## Provided records
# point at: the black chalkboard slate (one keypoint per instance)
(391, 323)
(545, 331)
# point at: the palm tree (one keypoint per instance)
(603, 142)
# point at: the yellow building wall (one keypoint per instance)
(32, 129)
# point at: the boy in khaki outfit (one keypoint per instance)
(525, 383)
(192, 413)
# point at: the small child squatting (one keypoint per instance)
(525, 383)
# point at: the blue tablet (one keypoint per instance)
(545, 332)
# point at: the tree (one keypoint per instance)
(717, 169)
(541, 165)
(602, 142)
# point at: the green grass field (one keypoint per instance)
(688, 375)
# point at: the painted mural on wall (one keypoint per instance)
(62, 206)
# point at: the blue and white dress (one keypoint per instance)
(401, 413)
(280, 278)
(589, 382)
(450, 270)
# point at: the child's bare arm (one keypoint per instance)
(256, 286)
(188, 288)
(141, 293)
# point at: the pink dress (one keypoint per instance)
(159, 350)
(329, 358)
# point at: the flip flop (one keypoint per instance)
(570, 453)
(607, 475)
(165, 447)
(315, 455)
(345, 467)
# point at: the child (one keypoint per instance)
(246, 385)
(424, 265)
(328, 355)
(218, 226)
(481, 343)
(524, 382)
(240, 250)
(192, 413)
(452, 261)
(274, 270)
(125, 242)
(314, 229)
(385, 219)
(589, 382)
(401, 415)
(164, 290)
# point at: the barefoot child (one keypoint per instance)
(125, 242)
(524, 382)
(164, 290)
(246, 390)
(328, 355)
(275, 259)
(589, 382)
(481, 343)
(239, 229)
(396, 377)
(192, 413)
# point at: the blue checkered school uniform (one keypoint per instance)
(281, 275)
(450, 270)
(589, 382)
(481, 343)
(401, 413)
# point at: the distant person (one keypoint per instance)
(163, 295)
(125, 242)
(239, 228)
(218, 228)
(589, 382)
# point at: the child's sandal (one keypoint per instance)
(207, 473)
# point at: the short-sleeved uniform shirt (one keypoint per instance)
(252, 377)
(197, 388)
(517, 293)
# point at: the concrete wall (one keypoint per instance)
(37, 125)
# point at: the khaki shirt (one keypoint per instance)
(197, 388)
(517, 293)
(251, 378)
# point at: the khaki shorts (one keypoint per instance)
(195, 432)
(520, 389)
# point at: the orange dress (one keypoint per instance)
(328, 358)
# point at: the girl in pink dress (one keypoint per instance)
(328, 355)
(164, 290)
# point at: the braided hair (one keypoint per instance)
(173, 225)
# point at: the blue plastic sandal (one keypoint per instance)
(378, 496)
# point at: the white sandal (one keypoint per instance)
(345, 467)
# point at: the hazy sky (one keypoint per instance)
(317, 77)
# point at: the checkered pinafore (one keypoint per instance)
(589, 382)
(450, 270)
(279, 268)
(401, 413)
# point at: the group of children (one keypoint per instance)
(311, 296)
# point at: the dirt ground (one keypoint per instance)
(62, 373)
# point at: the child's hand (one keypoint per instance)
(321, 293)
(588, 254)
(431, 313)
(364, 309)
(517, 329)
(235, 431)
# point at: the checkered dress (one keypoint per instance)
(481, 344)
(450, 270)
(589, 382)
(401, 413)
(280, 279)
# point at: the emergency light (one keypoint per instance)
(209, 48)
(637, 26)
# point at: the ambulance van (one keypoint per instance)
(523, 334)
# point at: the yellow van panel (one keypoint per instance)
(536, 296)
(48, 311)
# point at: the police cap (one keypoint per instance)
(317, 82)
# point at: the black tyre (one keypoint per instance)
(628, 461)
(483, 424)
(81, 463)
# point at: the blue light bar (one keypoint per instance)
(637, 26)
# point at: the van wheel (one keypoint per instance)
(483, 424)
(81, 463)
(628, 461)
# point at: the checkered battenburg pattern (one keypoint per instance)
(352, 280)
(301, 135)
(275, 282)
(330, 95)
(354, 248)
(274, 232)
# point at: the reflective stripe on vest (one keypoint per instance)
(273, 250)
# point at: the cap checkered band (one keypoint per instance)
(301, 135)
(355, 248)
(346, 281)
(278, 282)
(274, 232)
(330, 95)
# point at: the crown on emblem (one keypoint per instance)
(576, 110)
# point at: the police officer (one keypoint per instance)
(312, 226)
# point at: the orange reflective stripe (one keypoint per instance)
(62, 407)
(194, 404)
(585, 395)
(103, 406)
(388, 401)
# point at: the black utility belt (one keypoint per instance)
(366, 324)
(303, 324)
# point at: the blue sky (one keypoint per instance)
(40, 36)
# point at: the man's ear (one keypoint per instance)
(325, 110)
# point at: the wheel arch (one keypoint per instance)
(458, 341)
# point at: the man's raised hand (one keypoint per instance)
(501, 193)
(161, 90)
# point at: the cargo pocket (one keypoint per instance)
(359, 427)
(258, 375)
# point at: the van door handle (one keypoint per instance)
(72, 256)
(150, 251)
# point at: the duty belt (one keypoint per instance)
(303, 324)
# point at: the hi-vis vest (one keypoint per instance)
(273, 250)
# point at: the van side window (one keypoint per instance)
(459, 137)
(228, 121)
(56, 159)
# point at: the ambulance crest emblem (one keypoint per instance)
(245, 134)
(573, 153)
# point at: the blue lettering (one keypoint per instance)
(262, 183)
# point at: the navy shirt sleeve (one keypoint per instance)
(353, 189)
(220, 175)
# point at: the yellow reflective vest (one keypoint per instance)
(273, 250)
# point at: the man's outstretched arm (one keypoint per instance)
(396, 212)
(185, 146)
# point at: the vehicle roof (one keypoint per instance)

## To do
Reproduce every entry above verbatim, keeping each line unchanged and in its original order.

## Solution
# point at: the black chalkboard slate (one keypoint per instance)
(391, 323)
(545, 331)
# point at: the palm tree (one keypoint per instance)
(603, 142)
# point at: the yellow building wall (one keypoint per instance)
(32, 129)
# point at: the boy in khaki outfit (one keypoint per instance)
(525, 383)
(192, 413)
# point at: the small child squatting (one keypoint per instance)
(525, 383)
# point at: the blue tablet (one keypoint per instance)
(545, 332)
# point at: the tree (one keypoint per instance)
(717, 169)
(541, 165)
(602, 142)
# point at: the green grass field (one keypoint per instance)
(688, 375)
# point at: the painted mural on wall (one keypoint per instance)
(62, 206)
# point at: the blue and white dress (one keypoint per instance)
(401, 413)
(280, 278)
(589, 382)
(450, 270)
# point at: the child's bare arm (one keypoint per instance)
(256, 286)
(188, 288)
(141, 293)
# point at: the pink dress (one keypoint per instance)
(159, 350)
(329, 358)
# point at: the flip flop (one keypoint per instance)
(570, 453)
(607, 475)
(165, 447)
(315, 455)
(345, 467)
# point at: the child (one keypoint per instance)
(246, 385)
(424, 265)
(328, 355)
(218, 226)
(481, 343)
(524, 382)
(240, 250)
(192, 413)
(452, 261)
(274, 270)
(125, 242)
(314, 229)
(385, 219)
(589, 382)
(401, 415)
(164, 290)
# point at: the barefoot child (one keypoint per instance)
(125, 242)
(524, 382)
(164, 290)
(246, 390)
(328, 355)
(275, 259)
(589, 382)
(481, 343)
(239, 229)
(396, 377)
(192, 413)
# point at: the blue checkered school uniform (one keypoint per instance)
(281, 275)
(450, 270)
(589, 382)
(481, 343)
(401, 413)
# point at: the distant person (one keypoint per instance)
(163, 295)
(125, 242)
(239, 228)
(218, 228)
(589, 382)
# point at: the child's sandal (one keypoint per instance)
(207, 473)
# point at: the short-sleeved uniform shirt (one keypoint per instance)
(252, 377)
(197, 388)
(517, 293)
# point at: the concrete wall (one keypoint per instance)
(37, 125)
# point at: the khaki shirt (one keypoint per instance)
(197, 388)
(517, 293)
(251, 378)
# point at: the khaki shorts (one keypoint per instance)
(195, 432)
(520, 389)
# point at: the orange dress (one keypoint per instance)
(328, 358)
# point at: the girl in pink dress (one keypoint per instance)
(328, 355)
(164, 290)
# point at: the braided hair (one keypoint per instance)
(173, 225)
# point at: the blue plastic sandal (one keypoint per instance)
(378, 496)
# point at: the white sandal (one keypoint per instance)
(345, 467)
# point at: the hazy sky (one keypoint per instance)
(317, 77)
# point at: the checkered pinafore (one keypoint per instance)
(589, 382)
(450, 270)
(279, 268)
(401, 413)
# point at: the group of children (one keypoint per instance)
(311, 296)
# point at: the dirt ground (one keypoint per instance)
(62, 373)
# point at: the child's hand (one keypoint per instance)
(321, 293)
(588, 254)
(431, 313)
(364, 309)
(517, 329)
(235, 431)
# point at: the checkered dress (one keypoint per instance)
(481, 344)
(450, 270)
(589, 382)
(401, 413)
(280, 279)
# point at: the emergency light (one keypoint per instance)
(209, 48)
(637, 26)
# point at: the ambulance van (one keypoint per instance)
(523, 334)
# point at: the yellow van panel (one keypoint per instance)
(536, 296)
(48, 311)
# point at: the police cap (one keypoint per instance)
(317, 82)
# point at: the black tyre (one keypoint per instance)
(628, 461)
(483, 424)
(81, 463)
# point at: the blue light bar (one keypoint per instance)
(637, 26)
# point at: the van wheel (one keypoint per instance)
(483, 424)
(81, 463)
(628, 461)
# point at: the checkered battenburg pattern (one keypoint per instance)
(352, 280)
(301, 135)
(275, 282)
(330, 95)
(354, 248)
(274, 232)
# point at: the reflective stripe on vest (one keypoint per instance)
(273, 250)
# point at: the cap checkered band (one keypoint per instance)
(301, 135)
(355, 248)
(346, 281)
(278, 282)
(274, 232)
(330, 95)
# point at: the crown on emblem (one keypoint per instance)
(576, 110)
# point at: the police officer (one keypoint per instance)
(312, 226)
# point at: the orange reflective stripe (one keypoint per instance)
(62, 407)
(194, 404)
(585, 395)
(103, 406)
(388, 401)
# point at: the black utility belt (one keypoint per instance)
(366, 324)
(303, 324)
# point at: the blue sky (one keypoint per instance)
(40, 36)
# point at: the man's ear (one keypoint per instance)
(325, 110)
# point at: the wheel arch (one keypoint per instance)
(458, 341)
# point at: the man's raised hand (one keypoint per instance)
(501, 193)
(161, 90)
# point at: the cargo pocket (one keypoint per instance)
(359, 427)
(258, 375)
# point at: the van door handle (one keypoint per instance)
(72, 256)
(150, 251)
# point at: the duty belt (one keypoint per instance)
(303, 324)
# point at: the hi-vis vest (one keypoint per instance)
(273, 250)
# point at: the van side window (one keypoint per instance)
(459, 137)
(228, 121)
(56, 159)
# point at: the ambulance crest emblem (one keypoint per instance)
(245, 134)
(573, 153)
# point at: the blue lettering (one keypoint per instance)
(262, 183)
# point at: the navy shirt sleeve (one keypoint per instance)
(353, 189)
(220, 175)
# point at: the yellow reflective vest (one keypoint per instance)
(273, 250)
# point at: the man's outstretched arm (one keypoint per instance)
(396, 212)
(185, 146)
# point at: the vehicle roof (one keypoint per instance)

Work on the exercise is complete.